── INPUT DATA ──

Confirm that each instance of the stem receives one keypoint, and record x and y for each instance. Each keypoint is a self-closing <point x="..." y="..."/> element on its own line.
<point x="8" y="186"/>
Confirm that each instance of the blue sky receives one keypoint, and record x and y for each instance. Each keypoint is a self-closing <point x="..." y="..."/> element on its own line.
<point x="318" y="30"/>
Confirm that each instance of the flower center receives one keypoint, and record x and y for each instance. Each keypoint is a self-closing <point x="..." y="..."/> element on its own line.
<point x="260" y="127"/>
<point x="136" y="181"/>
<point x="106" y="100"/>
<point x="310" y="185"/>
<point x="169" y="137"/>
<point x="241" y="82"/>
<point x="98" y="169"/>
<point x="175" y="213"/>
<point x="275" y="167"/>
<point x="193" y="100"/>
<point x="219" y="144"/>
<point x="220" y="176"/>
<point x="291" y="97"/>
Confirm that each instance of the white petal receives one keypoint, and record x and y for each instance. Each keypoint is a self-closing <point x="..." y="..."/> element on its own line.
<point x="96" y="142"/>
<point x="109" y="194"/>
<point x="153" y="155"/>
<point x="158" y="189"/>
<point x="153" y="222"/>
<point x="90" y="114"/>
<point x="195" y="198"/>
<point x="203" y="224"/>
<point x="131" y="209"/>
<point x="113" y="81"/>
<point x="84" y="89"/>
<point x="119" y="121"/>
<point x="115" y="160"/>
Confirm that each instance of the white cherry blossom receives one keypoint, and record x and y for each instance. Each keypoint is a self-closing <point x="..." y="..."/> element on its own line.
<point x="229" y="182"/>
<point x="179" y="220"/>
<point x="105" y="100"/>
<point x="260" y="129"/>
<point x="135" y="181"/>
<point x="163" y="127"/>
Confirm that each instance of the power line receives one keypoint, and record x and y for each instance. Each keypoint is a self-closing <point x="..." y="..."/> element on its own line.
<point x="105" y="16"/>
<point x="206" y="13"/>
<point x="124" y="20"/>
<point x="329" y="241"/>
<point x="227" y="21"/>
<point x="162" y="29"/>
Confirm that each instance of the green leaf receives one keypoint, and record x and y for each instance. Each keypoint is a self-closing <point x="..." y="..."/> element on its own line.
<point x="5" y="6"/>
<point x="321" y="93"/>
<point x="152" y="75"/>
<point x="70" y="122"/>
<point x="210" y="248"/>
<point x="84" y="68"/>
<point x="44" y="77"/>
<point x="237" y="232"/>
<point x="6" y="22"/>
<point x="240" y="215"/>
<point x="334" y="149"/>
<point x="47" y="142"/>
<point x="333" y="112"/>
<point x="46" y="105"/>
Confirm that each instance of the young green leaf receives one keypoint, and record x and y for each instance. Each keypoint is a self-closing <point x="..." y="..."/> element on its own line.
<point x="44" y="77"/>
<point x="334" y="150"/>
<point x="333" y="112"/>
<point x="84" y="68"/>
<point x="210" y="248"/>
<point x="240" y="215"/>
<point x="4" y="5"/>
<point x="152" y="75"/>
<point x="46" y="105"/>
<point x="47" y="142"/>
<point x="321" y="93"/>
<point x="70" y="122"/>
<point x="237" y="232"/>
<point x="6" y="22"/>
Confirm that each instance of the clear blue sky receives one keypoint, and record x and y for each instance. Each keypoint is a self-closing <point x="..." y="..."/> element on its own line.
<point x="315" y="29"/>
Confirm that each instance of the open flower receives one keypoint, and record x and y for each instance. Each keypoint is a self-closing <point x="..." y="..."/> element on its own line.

───

WHAT IS BEING ASKED - Repeat exactly the lines above from the line that contains "Confirm that each instance of the clear" through the end. Include both of these ends; leave out everything else.

RESPONSE -
Confirm that each instance of the clear blue sky receives one keypoint, and record x and y for each instance. Each keypoint is a self-closing <point x="..." y="..."/> element on its own line.
<point x="315" y="29"/>
Confirm that each instance of the open flower receives one keypoint, and record x and y for each instance. Each keypoint is a self-closing <point x="..." y="..."/> element on its own line.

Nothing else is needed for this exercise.